* SET EXERCISE
Collect every line in the records below that contains the word "chimney", and copy each one in full. Case counts.

* MATERIAL TO PROCESS
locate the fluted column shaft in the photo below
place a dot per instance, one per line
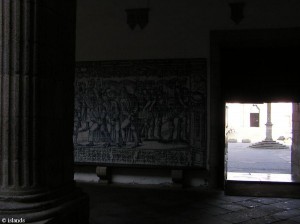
(37, 56)
(17, 96)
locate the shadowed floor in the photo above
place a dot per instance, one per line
(131, 204)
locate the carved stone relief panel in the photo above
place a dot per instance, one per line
(141, 112)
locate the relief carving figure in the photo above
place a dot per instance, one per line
(126, 116)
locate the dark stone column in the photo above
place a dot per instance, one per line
(269, 124)
(37, 56)
(295, 150)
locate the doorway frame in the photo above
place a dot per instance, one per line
(285, 37)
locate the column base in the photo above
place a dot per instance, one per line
(55, 207)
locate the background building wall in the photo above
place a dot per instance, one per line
(239, 121)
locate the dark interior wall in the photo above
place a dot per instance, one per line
(182, 29)
(260, 74)
(176, 29)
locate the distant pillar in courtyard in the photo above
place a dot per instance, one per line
(269, 124)
(37, 44)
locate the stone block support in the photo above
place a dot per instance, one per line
(37, 55)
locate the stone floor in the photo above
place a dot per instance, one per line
(131, 204)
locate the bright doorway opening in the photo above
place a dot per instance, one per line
(259, 141)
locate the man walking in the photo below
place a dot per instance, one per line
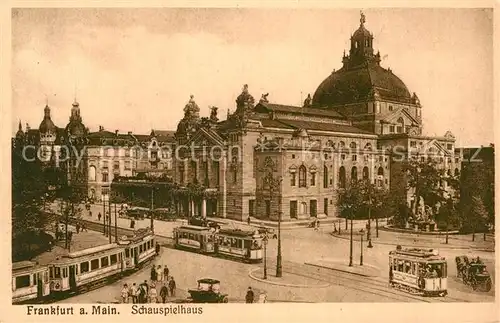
(164, 293)
(171, 286)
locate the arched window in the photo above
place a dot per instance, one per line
(366, 173)
(380, 180)
(302, 176)
(401, 125)
(325, 176)
(92, 173)
(342, 177)
(354, 174)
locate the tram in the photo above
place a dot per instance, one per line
(244, 245)
(139, 248)
(418, 271)
(199, 239)
(30, 281)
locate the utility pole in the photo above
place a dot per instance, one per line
(152, 208)
(104, 214)
(369, 233)
(109, 217)
(350, 242)
(116, 226)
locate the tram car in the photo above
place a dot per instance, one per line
(241, 244)
(195, 238)
(418, 271)
(30, 282)
(82, 270)
(139, 248)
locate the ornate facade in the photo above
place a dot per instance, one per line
(362, 122)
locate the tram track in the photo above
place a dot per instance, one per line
(373, 285)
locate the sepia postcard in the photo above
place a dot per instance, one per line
(249, 162)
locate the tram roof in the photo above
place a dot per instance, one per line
(237, 232)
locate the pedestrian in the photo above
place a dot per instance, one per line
(153, 294)
(159, 274)
(153, 273)
(165, 273)
(133, 293)
(124, 294)
(164, 292)
(171, 286)
(249, 297)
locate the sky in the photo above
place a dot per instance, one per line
(135, 69)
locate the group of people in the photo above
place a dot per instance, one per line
(149, 293)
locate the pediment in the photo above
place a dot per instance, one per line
(393, 117)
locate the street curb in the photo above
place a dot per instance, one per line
(251, 271)
(423, 247)
(341, 270)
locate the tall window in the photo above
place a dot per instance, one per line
(92, 172)
(302, 176)
(366, 173)
(380, 173)
(342, 177)
(325, 176)
(354, 174)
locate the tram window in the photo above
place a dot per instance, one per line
(104, 262)
(84, 267)
(94, 264)
(57, 272)
(22, 281)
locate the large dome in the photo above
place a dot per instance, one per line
(360, 84)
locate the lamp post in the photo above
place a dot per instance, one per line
(265, 255)
(361, 256)
(369, 233)
(350, 242)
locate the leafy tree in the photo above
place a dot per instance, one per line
(425, 179)
(29, 194)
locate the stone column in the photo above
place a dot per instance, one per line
(204, 208)
(223, 186)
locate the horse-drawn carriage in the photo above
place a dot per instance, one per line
(474, 273)
(208, 291)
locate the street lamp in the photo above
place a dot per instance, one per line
(265, 255)
(350, 243)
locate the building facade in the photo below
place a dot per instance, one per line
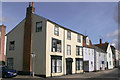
(107, 48)
(100, 59)
(88, 54)
(2, 42)
(117, 53)
(58, 50)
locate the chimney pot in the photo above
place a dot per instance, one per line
(32, 4)
(100, 41)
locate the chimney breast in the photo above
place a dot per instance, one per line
(100, 41)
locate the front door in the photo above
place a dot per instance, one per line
(69, 66)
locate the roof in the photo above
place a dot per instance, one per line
(84, 42)
(99, 49)
(60, 25)
(103, 46)
(53, 23)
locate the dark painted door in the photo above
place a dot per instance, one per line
(68, 67)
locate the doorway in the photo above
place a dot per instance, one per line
(69, 65)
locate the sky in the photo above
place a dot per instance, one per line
(95, 19)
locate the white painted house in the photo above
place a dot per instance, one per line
(106, 47)
(88, 54)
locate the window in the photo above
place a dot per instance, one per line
(110, 62)
(12, 45)
(99, 54)
(38, 26)
(79, 38)
(68, 35)
(85, 51)
(68, 50)
(56, 64)
(79, 64)
(10, 63)
(91, 63)
(92, 52)
(56, 30)
(56, 45)
(89, 51)
(78, 50)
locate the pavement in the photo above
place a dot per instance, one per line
(101, 75)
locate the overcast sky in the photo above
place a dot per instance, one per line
(95, 19)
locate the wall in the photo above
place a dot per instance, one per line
(109, 51)
(39, 46)
(17, 35)
(88, 57)
(63, 37)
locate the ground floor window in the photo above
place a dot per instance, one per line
(10, 63)
(79, 64)
(56, 64)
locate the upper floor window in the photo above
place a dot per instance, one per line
(68, 35)
(68, 50)
(38, 26)
(56, 30)
(56, 45)
(79, 64)
(79, 38)
(12, 45)
(78, 50)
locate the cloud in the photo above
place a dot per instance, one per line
(112, 35)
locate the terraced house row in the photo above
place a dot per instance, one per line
(59, 50)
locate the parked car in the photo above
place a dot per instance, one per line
(6, 72)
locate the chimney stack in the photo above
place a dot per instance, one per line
(100, 41)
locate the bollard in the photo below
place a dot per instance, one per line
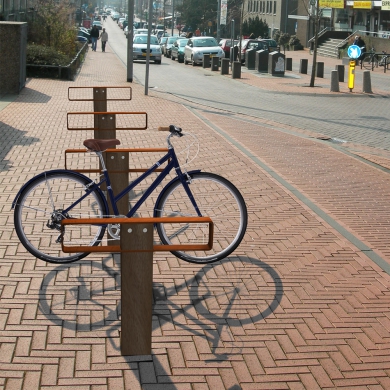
(367, 81)
(334, 81)
(303, 66)
(288, 63)
(320, 70)
(215, 63)
(225, 62)
(341, 71)
(206, 60)
(236, 70)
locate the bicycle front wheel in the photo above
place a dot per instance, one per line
(216, 198)
(41, 207)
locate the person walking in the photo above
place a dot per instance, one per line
(94, 37)
(104, 39)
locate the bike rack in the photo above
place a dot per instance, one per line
(136, 248)
(134, 150)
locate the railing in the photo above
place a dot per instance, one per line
(70, 69)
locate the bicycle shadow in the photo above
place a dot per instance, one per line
(11, 136)
(207, 305)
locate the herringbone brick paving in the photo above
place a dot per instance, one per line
(297, 306)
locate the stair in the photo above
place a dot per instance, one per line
(329, 48)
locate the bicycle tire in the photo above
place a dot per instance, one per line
(217, 198)
(41, 203)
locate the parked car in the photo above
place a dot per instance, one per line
(198, 46)
(247, 44)
(98, 24)
(140, 48)
(177, 49)
(158, 33)
(162, 41)
(140, 31)
(120, 22)
(168, 45)
(272, 45)
(80, 38)
(225, 45)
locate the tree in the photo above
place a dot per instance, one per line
(284, 40)
(53, 26)
(256, 26)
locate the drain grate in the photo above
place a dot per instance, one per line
(333, 140)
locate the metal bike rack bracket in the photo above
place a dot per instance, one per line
(136, 248)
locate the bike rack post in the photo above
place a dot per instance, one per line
(136, 248)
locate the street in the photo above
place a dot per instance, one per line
(366, 124)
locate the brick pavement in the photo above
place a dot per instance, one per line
(298, 306)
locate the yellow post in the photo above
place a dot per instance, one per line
(351, 75)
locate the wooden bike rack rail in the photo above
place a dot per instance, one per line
(132, 150)
(136, 248)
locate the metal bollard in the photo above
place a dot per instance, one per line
(334, 81)
(236, 70)
(206, 60)
(303, 66)
(341, 71)
(320, 70)
(215, 63)
(367, 82)
(288, 63)
(225, 63)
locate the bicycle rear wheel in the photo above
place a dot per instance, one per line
(40, 209)
(216, 198)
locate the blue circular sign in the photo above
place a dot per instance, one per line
(354, 51)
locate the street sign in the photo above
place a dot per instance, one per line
(354, 51)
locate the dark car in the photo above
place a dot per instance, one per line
(226, 44)
(272, 45)
(177, 49)
(247, 44)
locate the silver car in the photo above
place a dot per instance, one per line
(140, 48)
(197, 46)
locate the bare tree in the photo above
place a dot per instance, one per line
(315, 17)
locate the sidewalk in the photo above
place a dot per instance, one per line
(302, 304)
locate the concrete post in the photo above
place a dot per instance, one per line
(320, 70)
(288, 63)
(367, 81)
(303, 66)
(225, 62)
(341, 71)
(215, 64)
(206, 60)
(334, 81)
(236, 70)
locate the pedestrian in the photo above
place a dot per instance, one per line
(104, 39)
(94, 37)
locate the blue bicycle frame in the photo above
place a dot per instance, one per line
(172, 164)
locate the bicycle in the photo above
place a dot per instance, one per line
(384, 61)
(50, 197)
(370, 60)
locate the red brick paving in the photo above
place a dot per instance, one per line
(297, 306)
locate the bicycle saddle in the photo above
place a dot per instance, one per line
(99, 145)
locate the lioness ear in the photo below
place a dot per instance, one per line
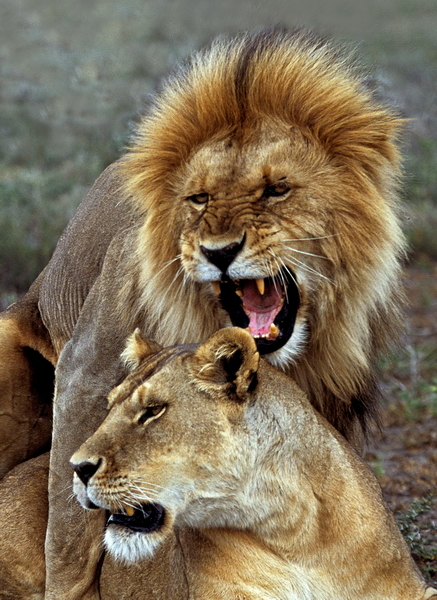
(227, 363)
(137, 348)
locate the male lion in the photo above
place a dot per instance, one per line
(222, 481)
(259, 191)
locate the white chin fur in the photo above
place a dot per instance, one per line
(286, 355)
(129, 546)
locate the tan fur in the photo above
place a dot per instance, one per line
(246, 114)
(263, 499)
(235, 451)
(250, 112)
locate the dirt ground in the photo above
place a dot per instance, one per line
(404, 453)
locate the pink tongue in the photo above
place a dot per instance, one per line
(261, 310)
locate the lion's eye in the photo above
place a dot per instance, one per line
(151, 412)
(278, 189)
(199, 198)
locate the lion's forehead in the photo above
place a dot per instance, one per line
(224, 168)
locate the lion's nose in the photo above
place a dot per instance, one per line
(86, 470)
(222, 257)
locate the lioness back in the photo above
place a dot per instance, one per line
(216, 463)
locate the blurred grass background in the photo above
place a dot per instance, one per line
(75, 75)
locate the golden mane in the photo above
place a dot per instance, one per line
(297, 81)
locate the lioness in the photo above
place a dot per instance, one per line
(259, 191)
(220, 480)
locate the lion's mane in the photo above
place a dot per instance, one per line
(298, 81)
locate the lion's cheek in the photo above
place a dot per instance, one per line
(129, 546)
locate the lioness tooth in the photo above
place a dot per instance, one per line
(216, 287)
(260, 285)
(274, 331)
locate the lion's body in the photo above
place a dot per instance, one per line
(264, 163)
(259, 497)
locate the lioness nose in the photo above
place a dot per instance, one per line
(222, 257)
(86, 470)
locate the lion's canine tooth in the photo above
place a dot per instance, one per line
(260, 285)
(274, 331)
(128, 510)
(216, 287)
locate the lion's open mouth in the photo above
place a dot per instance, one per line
(145, 519)
(267, 307)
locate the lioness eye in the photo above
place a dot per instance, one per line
(151, 413)
(199, 198)
(278, 189)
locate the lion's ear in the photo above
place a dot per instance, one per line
(137, 348)
(227, 363)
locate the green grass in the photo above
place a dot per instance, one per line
(419, 530)
(410, 381)
(75, 75)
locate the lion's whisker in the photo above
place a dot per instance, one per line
(306, 253)
(321, 237)
(306, 267)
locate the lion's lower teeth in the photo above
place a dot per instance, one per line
(128, 510)
(216, 287)
(274, 331)
(271, 335)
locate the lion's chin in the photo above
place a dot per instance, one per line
(131, 538)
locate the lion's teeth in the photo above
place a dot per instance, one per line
(274, 331)
(260, 285)
(128, 510)
(216, 287)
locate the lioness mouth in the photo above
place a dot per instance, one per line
(145, 519)
(266, 308)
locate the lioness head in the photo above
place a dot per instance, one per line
(267, 175)
(167, 450)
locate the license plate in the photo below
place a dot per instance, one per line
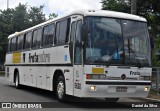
(121, 89)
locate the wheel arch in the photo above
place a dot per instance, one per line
(57, 73)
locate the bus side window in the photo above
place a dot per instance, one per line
(20, 43)
(9, 46)
(28, 40)
(13, 44)
(78, 44)
(34, 40)
(62, 31)
(73, 33)
(48, 34)
(39, 37)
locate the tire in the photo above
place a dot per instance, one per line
(111, 99)
(17, 85)
(60, 89)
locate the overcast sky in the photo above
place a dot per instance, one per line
(59, 7)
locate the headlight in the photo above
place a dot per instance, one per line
(95, 76)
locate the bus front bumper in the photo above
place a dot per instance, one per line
(114, 89)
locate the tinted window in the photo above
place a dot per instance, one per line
(78, 43)
(39, 37)
(34, 43)
(13, 44)
(9, 46)
(28, 39)
(20, 42)
(73, 32)
(62, 31)
(48, 34)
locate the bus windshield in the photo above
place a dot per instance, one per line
(113, 41)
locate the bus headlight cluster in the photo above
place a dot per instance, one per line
(95, 76)
(144, 78)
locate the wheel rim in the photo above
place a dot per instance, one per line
(16, 81)
(60, 89)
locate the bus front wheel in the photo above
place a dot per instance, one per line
(60, 89)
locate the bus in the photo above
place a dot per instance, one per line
(86, 54)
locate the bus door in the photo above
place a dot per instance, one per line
(76, 27)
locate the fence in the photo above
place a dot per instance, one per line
(155, 79)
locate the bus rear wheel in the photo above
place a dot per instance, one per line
(17, 85)
(60, 89)
(111, 99)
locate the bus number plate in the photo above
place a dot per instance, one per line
(121, 89)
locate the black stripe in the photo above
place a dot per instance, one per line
(38, 65)
(116, 83)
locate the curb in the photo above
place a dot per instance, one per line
(148, 99)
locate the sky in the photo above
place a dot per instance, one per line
(60, 7)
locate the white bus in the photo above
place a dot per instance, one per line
(88, 53)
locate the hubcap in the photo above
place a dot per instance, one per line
(60, 89)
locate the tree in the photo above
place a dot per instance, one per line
(149, 9)
(15, 20)
(115, 5)
(36, 15)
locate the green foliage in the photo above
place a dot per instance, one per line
(53, 15)
(150, 9)
(115, 5)
(36, 15)
(15, 20)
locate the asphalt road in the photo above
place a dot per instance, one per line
(8, 93)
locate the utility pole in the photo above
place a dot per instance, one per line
(7, 4)
(134, 7)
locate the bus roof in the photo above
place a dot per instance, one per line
(104, 13)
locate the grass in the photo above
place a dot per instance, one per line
(2, 73)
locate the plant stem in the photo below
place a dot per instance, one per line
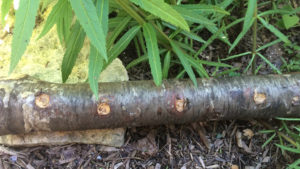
(254, 39)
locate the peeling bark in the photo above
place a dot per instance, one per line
(28, 105)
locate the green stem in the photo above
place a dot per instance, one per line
(254, 40)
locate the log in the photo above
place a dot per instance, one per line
(28, 105)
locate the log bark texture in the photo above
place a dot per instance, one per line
(28, 105)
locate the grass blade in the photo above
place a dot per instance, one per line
(269, 63)
(95, 68)
(74, 44)
(192, 16)
(54, 15)
(185, 63)
(124, 41)
(274, 30)
(6, 4)
(102, 11)
(86, 14)
(153, 53)
(163, 11)
(167, 61)
(25, 21)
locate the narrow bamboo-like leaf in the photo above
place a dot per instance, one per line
(74, 44)
(236, 56)
(25, 21)
(249, 14)
(274, 30)
(6, 4)
(153, 53)
(201, 8)
(137, 61)
(86, 14)
(240, 36)
(63, 24)
(182, 57)
(95, 58)
(192, 16)
(102, 11)
(124, 41)
(54, 15)
(163, 11)
(116, 32)
(95, 68)
(167, 61)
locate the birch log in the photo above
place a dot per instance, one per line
(28, 105)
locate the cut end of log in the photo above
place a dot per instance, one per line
(42, 101)
(259, 98)
(103, 109)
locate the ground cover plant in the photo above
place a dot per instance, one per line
(175, 39)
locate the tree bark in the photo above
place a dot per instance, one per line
(28, 105)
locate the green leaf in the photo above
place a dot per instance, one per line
(248, 21)
(290, 21)
(102, 11)
(137, 61)
(163, 11)
(25, 21)
(274, 30)
(95, 68)
(201, 8)
(6, 4)
(269, 63)
(240, 36)
(54, 16)
(192, 16)
(74, 44)
(116, 32)
(121, 45)
(166, 67)
(86, 14)
(153, 53)
(182, 57)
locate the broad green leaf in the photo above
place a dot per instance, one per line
(95, 68)
(153, 53)
(121, 45)
(116, 32)
(182, 57)
(167, 61)
(201, 8)
(274, 30)
(163, 11)
(192, 16)
(6, 4)
(102, 11)
(54, 16)
(25, 21)
(74, 44)
(86, 14)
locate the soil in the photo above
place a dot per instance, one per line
(216, 144)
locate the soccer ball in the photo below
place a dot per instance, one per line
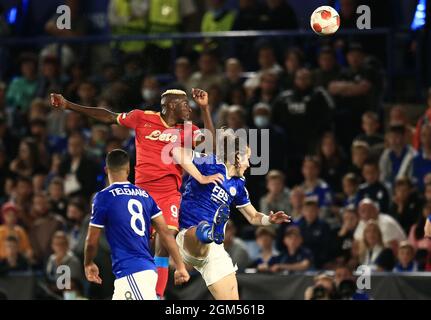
(325, 21)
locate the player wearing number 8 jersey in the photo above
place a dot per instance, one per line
(156, 133)
(126, 212)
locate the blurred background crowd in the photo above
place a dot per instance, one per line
(349, 121)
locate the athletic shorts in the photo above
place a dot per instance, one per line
(167, 196)
(217, 265)
(136, 286)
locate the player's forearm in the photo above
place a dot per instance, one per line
(183, 157)
(98, 114)
(90, 253)
(169, 242)
(209, 126)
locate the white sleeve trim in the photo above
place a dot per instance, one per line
(96, 225)
(157, 215)
(243, 205)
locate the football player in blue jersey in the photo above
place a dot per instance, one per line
(204, 212)
(126, 213)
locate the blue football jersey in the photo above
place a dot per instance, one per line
(200, 202)
(125, 211)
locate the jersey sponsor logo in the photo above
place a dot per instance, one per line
(219, 194)
(165, 137)
(129, 192)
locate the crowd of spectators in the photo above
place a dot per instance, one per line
(357, 182)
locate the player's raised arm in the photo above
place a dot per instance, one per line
(257, 218)
(100, 114)
(201, 98)
(90, 252)
(184, 157)
(168, 240)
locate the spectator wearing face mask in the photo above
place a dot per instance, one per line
(150, 92)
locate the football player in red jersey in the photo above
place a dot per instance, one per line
(156, 134)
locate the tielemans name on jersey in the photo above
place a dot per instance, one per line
(128, 192)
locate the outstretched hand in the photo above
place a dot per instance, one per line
(215, 178)
(92, 273)
(279, 217)
(181, 276)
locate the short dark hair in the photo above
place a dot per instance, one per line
(116, 159)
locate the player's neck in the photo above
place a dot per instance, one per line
(117, 178)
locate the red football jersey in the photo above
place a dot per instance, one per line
(154, 141)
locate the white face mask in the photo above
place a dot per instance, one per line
(261, 121)
(148, 94)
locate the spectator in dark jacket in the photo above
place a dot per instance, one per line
(305, 113)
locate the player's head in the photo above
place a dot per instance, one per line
(117, 165)
(234, 151)
(175, 102)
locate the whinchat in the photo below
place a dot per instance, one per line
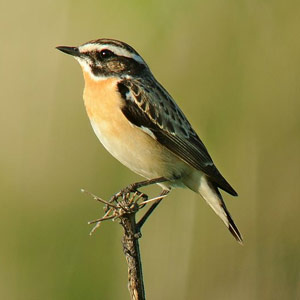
(140, 124)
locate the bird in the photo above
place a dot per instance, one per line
(140, 124)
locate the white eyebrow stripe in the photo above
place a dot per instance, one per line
(115, 49)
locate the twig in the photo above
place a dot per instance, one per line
(123, 206)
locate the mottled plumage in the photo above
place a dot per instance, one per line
(140, 124)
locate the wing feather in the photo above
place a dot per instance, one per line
(158, 112)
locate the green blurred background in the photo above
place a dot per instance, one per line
(234, 68)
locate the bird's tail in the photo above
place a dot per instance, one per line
(214, 199)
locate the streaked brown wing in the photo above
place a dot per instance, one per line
(157, 111)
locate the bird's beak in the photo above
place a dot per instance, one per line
(74, 51)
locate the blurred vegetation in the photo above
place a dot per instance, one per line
(234, 68)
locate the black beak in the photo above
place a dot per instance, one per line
(74, 51)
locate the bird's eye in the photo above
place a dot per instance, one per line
(104, 54)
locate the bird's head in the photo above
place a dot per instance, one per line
(106, 58)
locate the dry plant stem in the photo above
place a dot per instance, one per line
(132, 254)
(124, 206)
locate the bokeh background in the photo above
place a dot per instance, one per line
(234, 68)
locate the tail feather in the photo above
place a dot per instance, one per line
(213, 197)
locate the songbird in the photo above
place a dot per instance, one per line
(140, 124)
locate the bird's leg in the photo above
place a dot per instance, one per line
(135, 186)
(151, 209)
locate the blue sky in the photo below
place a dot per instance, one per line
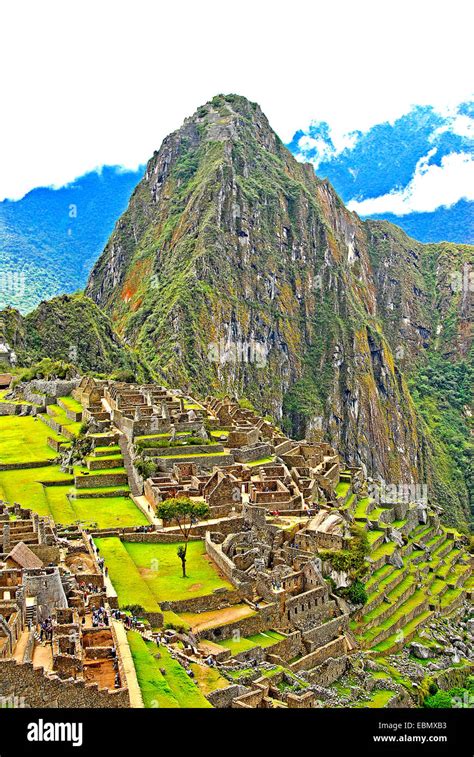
(94, 84)
(418, 163)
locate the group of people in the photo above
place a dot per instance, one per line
(46, 630)
(100, 617)
(129, 621)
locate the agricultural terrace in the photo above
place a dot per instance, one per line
(25, 440)
(147, 574)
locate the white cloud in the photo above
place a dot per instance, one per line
(431, 187)
(92, 83)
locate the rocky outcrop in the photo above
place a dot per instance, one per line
(235, 268)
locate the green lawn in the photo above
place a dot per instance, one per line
(25, 440)
(124, 574)
(24, 486)
(107, 512)
(156, 572)
(160, 567)
(378, 698)
(172, 688)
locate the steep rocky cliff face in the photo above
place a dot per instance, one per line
(236, 269)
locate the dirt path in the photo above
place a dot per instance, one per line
(42, 657)
(136, 699)
(201, 621)
(19, 650)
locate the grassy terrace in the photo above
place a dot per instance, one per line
(3, 392)
(378, 698)
(172, 688)
(25, 440)
(26, 486)
(59, 416)
(342, 488)
(410, 604)
(406, 630)
(147, 574)
(385, 550)
(361, 508)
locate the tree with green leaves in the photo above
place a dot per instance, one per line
(185, 512)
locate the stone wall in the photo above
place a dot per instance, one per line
(44, 690)
(334, 648)
(264, 619)
(253, 453)
(224, 697)
(325, 633)
(328, 672)
(215, 601)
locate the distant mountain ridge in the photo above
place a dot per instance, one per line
(236, 269)
(50, 239)
(384, 161)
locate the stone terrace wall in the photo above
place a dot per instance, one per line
(264, 619)
(215, 601)
(224, 697)
(39, 690)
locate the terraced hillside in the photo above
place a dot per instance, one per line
(95, 494)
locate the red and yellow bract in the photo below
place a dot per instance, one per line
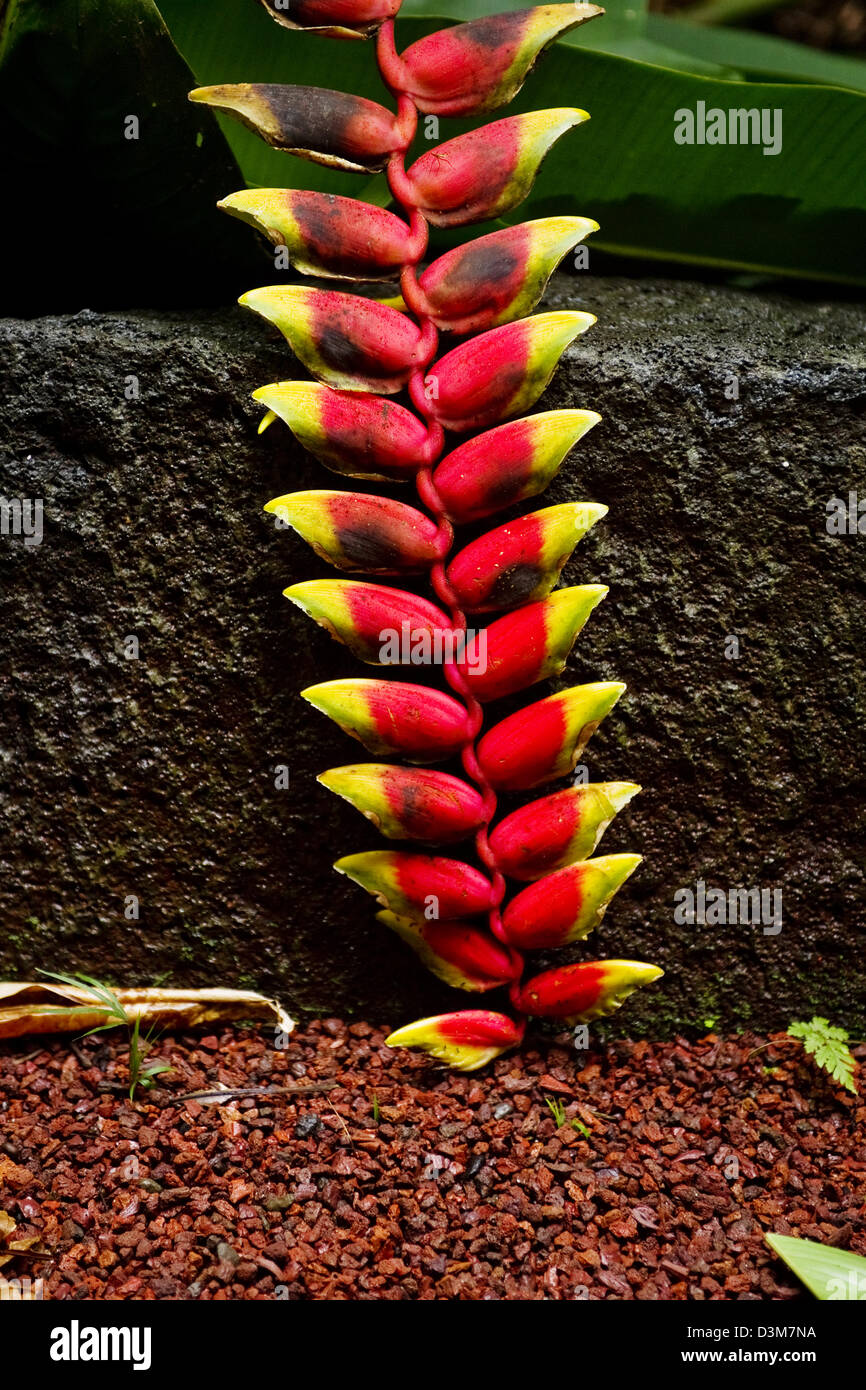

* RESULT OF THIS EXERCISE
locate the chimney pot in the photo above
locate the chimney breast in the photo above
locate the chimney stack in the photo above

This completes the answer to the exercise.